# Records for the exercise
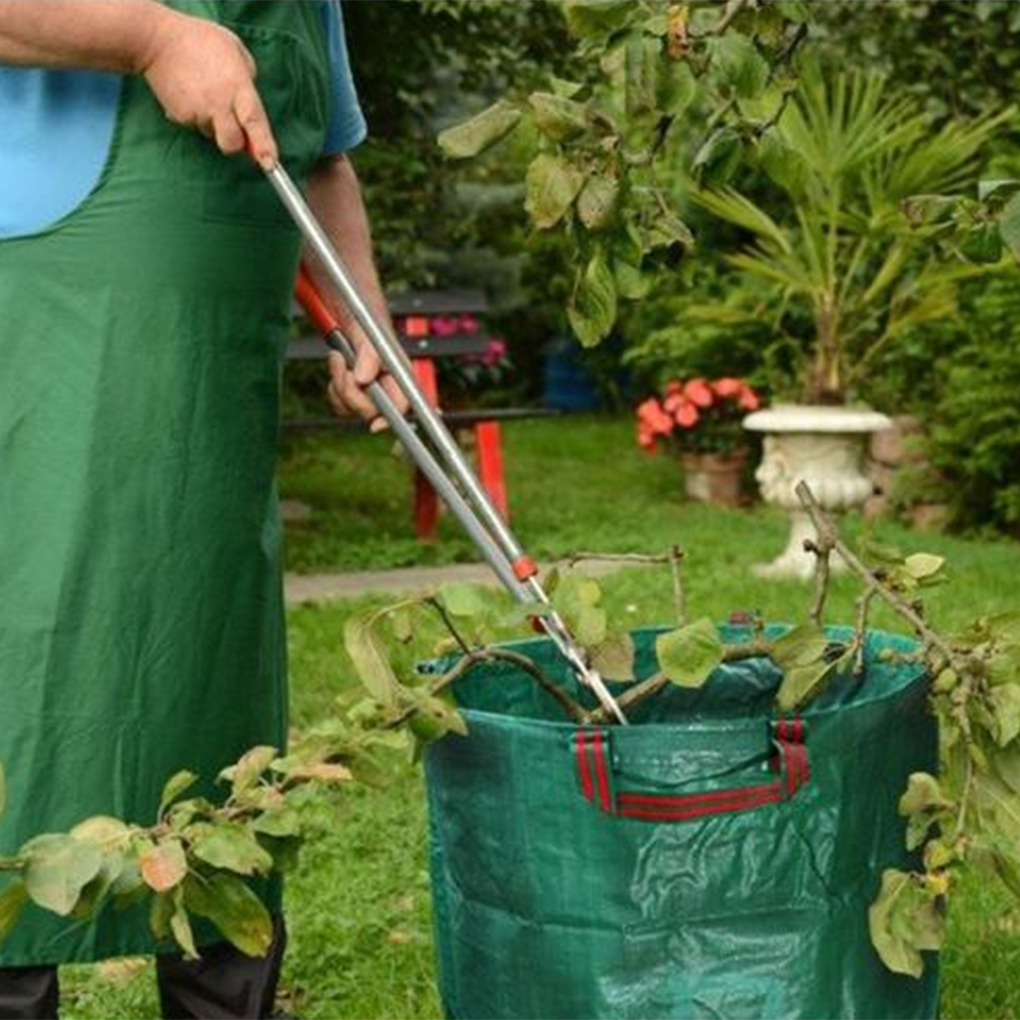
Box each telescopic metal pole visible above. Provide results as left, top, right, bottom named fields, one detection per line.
left=276, top=166, right=628, bottom=726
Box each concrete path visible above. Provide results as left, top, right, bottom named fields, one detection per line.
left=284, top=559, right=627, bottom=606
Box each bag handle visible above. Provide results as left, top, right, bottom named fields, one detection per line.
left=573, top=718, right=809, bottom=823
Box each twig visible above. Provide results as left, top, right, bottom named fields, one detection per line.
left=804, top=537, right=833, bottom=627
left=853, top=591, right=875, bottom=676
left=424, top=596, right=472, bottom=656
left=795, top=482, right=962, bottom=671
left=954, top=755, right=974, bottom=842
left=392, top=648, right=588, bottom=726
left=587, top=639, right=774, bottom=724
left=670, top=545, right=687, bottom=627
left=566, top=551, right=681, bottom=567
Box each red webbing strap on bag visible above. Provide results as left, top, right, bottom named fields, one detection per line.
left=574, top=717, right=809, bottom=823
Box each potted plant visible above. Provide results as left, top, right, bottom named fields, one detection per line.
left=636, top=376, right=760, bottom=505
left=692, top=61, right=1008, bottom=575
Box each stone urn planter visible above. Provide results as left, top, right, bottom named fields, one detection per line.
left=743, top=405, right=892, bottom=578
left=679, top=450, right=747, bottom=506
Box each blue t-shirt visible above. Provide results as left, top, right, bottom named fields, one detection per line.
left=0, top=1, right=366, bottom=240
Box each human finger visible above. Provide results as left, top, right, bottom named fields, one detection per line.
left=380, top=374, right=410, bottom=416
left=338, top=369, right=379, bottom=423
left=234, top=83, right=277, bottom=168
left=350, top=332, right=382, bottom=387
left=212, top=106, right=246, bottom=155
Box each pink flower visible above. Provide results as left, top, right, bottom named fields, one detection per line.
left=430, top=315, right=460, bottom=337
left=481, top=338, right=507, bottom=367
left=712, top=377, right=743, bottom=398
left=459, top=313, right=480, bottom=334
left=738, top=385, right=760, bottom=411
left=684, top=378, right=714, bottom=409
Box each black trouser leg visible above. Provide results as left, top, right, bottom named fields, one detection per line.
left=0, top=965, right=59, bottom=1020
left=155, top=915, right=287, bottom=1020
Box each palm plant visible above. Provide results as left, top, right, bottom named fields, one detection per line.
left=694, top=61, right=1012, bottom=404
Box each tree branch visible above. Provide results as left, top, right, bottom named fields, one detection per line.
left=795, top=481, right=962, bottom=670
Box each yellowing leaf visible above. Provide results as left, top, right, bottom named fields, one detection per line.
left=188, top=823, right=273, bottom=878
left=22, top=834, right=103, bottom=916
left=184, top=873, right=274, bottom=958
left=656, top=618, right=723, bottom=688
left=990, top=685, right=1020, bottom=748
left=577, top=174, right=620, bottom=231
left=525, top=154, right=586, bottom=230
left=438, top=100, right=521, bottom=159
left=140, top=839, right=188, bottom=894
left=899, top=773, right=953, bottom=816
left=590, top=633, right=636, bottom=682
left=904, top=553, right=945, bottom=582
left=529, top=92, right=588, bottom=142
left=0, top=882, right=27, bottom=943
left=344, top=614, right=400, bottom=708
left=568, top=249, right=618, bottom=347
left=160, top=771, right=198, bottom=815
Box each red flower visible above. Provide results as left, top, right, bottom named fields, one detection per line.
left=675, top=402, right=700, bottom=429
left=738, top=385, right=760, bottom=411
left=712, top=377, right=743, bottom=398
left=636, top=398, right=674, bottom=438
left=684, top=378, right=714, bottom=408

# What is required
What the records say must be written out exactly, with none of their pictures.

# Answer
Box each telescopic metal pole visible above. Provide results as left, top, right, bottom named fields, one detection per line.
left=276, top=166, right=628, bottom=726
Box each concrete path visible above. Provide results as left, top, right, bottom named fields, one detection per line.
left=284, top=559, right=627, bottom=606
Box each bag handle visible above. Provide results as left, top, right, bottom named fields, one detection per line.
left=573, top=718, right=809, bottom=823
Box each twig visible above. Provide results as left, top, right, bottom named fields, one detection per line.
left=804, top=537, right=833, bottom=627
left=853, top=591, right=875, bottom=676
left=424, top=596, right=472, bottom=656
left=795, top=482, right=962, bottom=671
left=954, top=755, right=974, bottom=842
left=392, top=648, right=588, bottom=726
left=587, top=639, right=774, bottom=724
left=670, top=545, right=687, bottom=627
left=566, top=551, right=681, bottom=567
Box each red webbing strap on bag visible above. Provide results as left, top, right, bottom named fields, one detection per line.
left=574, top=717, right=809, bottom=823
Box each potted plant visible above. Provide results as left, top, right, bottom named fields, one detection per line.
left=636, top=376, right=760, bottom=505
left=692, top=61, right=1008, bottom=575
Box each stone urn planter visible above. Provide results as left, top, right, bottom named fields, one detection per line.
left=743, top=405, right=892, bottom=578
left=679, top=450, right=747, bottom=506
Box each blue t-shirt visible above. Provide results as left, top, right, bottom named fields, one detection per line.
left=0, top=1, right=366, bottom=240
Box each human finger visible above. Provide results as left, top, right, bottom named fields, one detection per line.
left=380, top=374, right=410, bottom=416
left=338, top=369, right=379, bottom=423
left=234, top=83, right=277, bottom=168
left=350, top=332, right=382, bottom=387
left=212, top=106, right=246, bottom=155
Box each pink flower visible above. Provide results as left, top, right, bottom named fields, one detection per line.
left=430, top=315, right=460, bottom=337
left=481, top=338, right=507, bottom=367
left=712, top=377, right=743, bottom=398
left=459, top=313, right=480, bottom=334
left=738, top=385, right=760, bottom=411
left=684, top=378, right=714, bottom=409
Box each black trouser leg visible above. Provide results as left, top, right, bottom named fields, one detection per line.
left=0, top=965, right=59, bottom=1020
left=155, top=915, right=287, bottom=1020
Box each palm plant visible above. Provide results as left, top, right, bottom named fields, one detection per line.
left=694, top=61, right=1012, bottom=404
Box each tree branch visible above. Provide results as left, top, right, bottom named fields, one detection per line.
left=795, top=481, right=962, bottom=670
Box each yellowing leaf visible above. Provide results as left, top, right, bottom named fields, one detection per line.
left=188, top=823, right=273, bottom=878
left=22, top=834, right=103, bottom=916
left=184, top=873, right=274, bottom=958
left=656, top=618, right=723, bottom=688
left=990, top=685, right=1020, bottom=748
left=577, top=174, right=620, bottom=231
left=525, top=154, right=586, bottom=230
left=438, top=100, right=521, bottom=159
left=140, top=839, right=188, bottom=894
left=899, top=773, right=953, bottom=816
left=590, top=633, right=636, bottom=682
left=904, top=553, right=945, bottom=582
left=529, top=92, right=588, bottom=142
left=0, top=882, right=27, bottom=943
left=344, top=614, right=400, bottom=708
left=568, top=249, right=618, bottom=347
left=160, top=771, right=198, bottom=815
Box each red flower visible above. Provide results as left, top, right, bottom named fields, one detection per line.
left=675, top=402, right=700, bottom=429
left=738, top=385, right=760, bottom=411
left=712, top=377, right=743, bottom=398
left=636, top=398, right=674, bottom=438
left=684, top=378, right=714, bottom=408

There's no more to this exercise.